**EXTRAIT**.

────────────────────

Ces thèses de Marcel Gauchet, bien connues depuis « Le désenchantement du Monde » (Gallimard, Paris, 1985), quoi qu’éclairantes et devenues classiques, me paraissent souffrir toutefois d’une approche en partie réductrice.
Certes, Marcel Gauchet a toujours insisté sur le fait que la « sortie de la religion » ne signifie en rien la fin du religieux en tant que tel, qui n’a aucune raison de « cesser de parler aux individus » (cf. en particulier « Le religieux après la religion », dans : « Le Désenchantement…., op. cit. p. 393ss dans l’édition Folio).
On sait même que, pour l’auteur, le « religieux » judéo-chrétien, en tant que « religion de la sortie de la religion », a contribué de façon décisive au « désenchantement » (cf. dans: op. cit. Deuxième partie, « Apogée et mort de Dieu », « Le christianisme et le développement occidental », « La religion de la sortie de la religion » p. 195ss).
En cela, l’auteur retrouve des thèmes évoqués depuis bien longtemps par des auteurs juifs, chrétiens ou musulmans, en particulier celui de la lutte contre l’idolâtrie et la sacralité desreligions païennes :
« Pour le judaïsme, le but de l’éducation consiste à instituer un rapport entre l’homme et la sainteté de Dieu et à maintenir l’homme dans ce rapport. Mais tout son effort — de la Bible à la clôture du Talmud au vie siècle, et à travers la plupart de ses commentateurs de la grande époque de la science rabbinique — consiste à comprendre cette sainteté de Dieu dans un sens qui tranche sur la signification numineuse* de ce terme, telle qu’elle apparaît dans les religions primitives où les modernes ont souvent voulu voir la source de toute religion. Pour ces penseurs, la possession de l’homme par Dieu, l’enthousiasme, serait la conséquence de la sainteté ou du caractère sacré de Dieu, l’alpha et l’oméga de la vie spirituelle. Le judaïsme a désensorcelé le monde, a tranché sur cette prétendue évolution des religions à partir de l’enthousiasme et du sacré. Le judaïsme demeure étranger à tout retour offensif de ces formes d’élévation humaine. Il les dénonce comme l’essence de l’idolâtrie.
Le numineux* ou le sacré enveloppe et transporte l’homme au-delà de ses pouvoirs et de ses vouloirs. Mais une vraie liberté s’offense de ces surplus incontrôlables. Le numineux* annule les rapports entre les personnes en faisant participer les êtres, fût-ce dans l’extase, à un drame dont ces êtres n’ont pas voulu, à un ordre où ils s’abîment. Cette puissance, en quelque façon, sacramentelle du divin apparaît (…) comme blessant la liberté humaine, et comme contraire à l’éducation de l’homme, laquelle demeure action sur un être libre. Non pas que la liberté soit un but en soi. Mais elle demeure la condition de toute valeur que l’homme puisse atteindre. Le sacré qui m’enveloppe et me transporte est violence. […]
Le monothéisme marque une rupture avec une certaine conception du sacré. Il n’unifie ni ne hiérarchise ces dieux numineux et nombreux ; il les nie. À l’égard du divin qu’ils incarnent, il n’est qu’athéisme ».

────────────────────

**TÂCHES À RÉALISER**.
1. Recopiez, s'il vous plaît, tout le passage de l'extrait sur Marcel Gauchet qui va de « Ces thèses de » jusqu'à « en partie réductrice. ».
2. D'après l'extrait sur Marcel Gauchet, chez quel éditeur et en quelle année a paru « Le désenchantement du Monde » ?
3. Reprenez l'extrait sur Marcel Gauchet au point où il s'arrête et poursuivez-le.
La liste qui suit ne sert à rien ici.

────────────────────

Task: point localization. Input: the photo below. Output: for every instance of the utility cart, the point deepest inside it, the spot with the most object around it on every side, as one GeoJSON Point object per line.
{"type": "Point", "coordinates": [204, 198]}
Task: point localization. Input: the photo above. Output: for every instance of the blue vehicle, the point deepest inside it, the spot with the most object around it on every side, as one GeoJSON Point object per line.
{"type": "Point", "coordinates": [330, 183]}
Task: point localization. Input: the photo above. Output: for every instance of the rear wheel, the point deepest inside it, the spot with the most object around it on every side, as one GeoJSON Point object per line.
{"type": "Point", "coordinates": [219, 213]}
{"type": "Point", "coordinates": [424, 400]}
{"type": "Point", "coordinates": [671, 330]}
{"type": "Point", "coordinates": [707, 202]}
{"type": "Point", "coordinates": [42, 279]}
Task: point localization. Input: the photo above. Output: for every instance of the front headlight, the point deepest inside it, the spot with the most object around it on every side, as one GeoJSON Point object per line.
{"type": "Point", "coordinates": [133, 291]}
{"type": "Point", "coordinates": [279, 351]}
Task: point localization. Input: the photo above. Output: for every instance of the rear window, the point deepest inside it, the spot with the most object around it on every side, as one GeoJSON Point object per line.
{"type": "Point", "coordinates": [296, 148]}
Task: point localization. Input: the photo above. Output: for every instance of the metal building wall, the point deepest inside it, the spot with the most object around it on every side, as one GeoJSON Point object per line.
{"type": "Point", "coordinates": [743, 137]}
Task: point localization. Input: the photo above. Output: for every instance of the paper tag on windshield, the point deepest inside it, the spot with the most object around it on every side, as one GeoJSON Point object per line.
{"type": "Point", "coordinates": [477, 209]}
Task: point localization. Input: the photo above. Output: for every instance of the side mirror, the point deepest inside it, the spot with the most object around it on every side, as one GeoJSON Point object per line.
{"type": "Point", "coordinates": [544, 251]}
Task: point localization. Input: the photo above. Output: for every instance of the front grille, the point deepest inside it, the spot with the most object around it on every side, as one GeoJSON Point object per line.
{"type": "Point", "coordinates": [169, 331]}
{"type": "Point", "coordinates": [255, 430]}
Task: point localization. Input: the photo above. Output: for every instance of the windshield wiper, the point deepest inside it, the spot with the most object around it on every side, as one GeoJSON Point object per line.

────────────────────

**RÉPONSES PAR TÂCHE**.
1.
Ces thèses de Marcel Gauchet, bien connues depuis « Le désenchantement du Monde » (Gallimard, Paris, 1985), quoi qu’éclairantes et devenues classiques, me paraissent souffrir toutefois d’une approche en partie réductrice.

2. Chez Gallimard, à Paris, en 1985.

3.
E. Lévinas, Difficile Liberté, Paris, Albin-Michel, 19762, Une religion d’adultes, pp. 29-30.
*[ Le numineux est, selon Rudolf Otto et Carl Gustav Jung, ce qui saisit l’individu, ce qui venant « d’ailleurs », lui donne le sentiment d’être dépendant à l’égard d’un « tout autre ». C’est « un sentiment de présence absolue, une présence divine. Il est à la fois mystère et terreur, c’est ce qu’Otto appelle le mysterium tremendum. » (Wikipedia)].
Ainsi, pour une tradition judéo-chrétienne extrêmement documentée, il n’y a pas lieu d’opposer « hétéronomie » [le fait de recevoir la loi d’un autre] et « autonomie » [le fait de se donner à soi-même sa propre loi]. Comme le répète toute la tradition biblique, le don de la Loi qui vient de l’Autre est don de la liberté. La liberté n’existe que par le don d’un être libre qui communique à l’être qu’il crée sa propre capacité de liberté.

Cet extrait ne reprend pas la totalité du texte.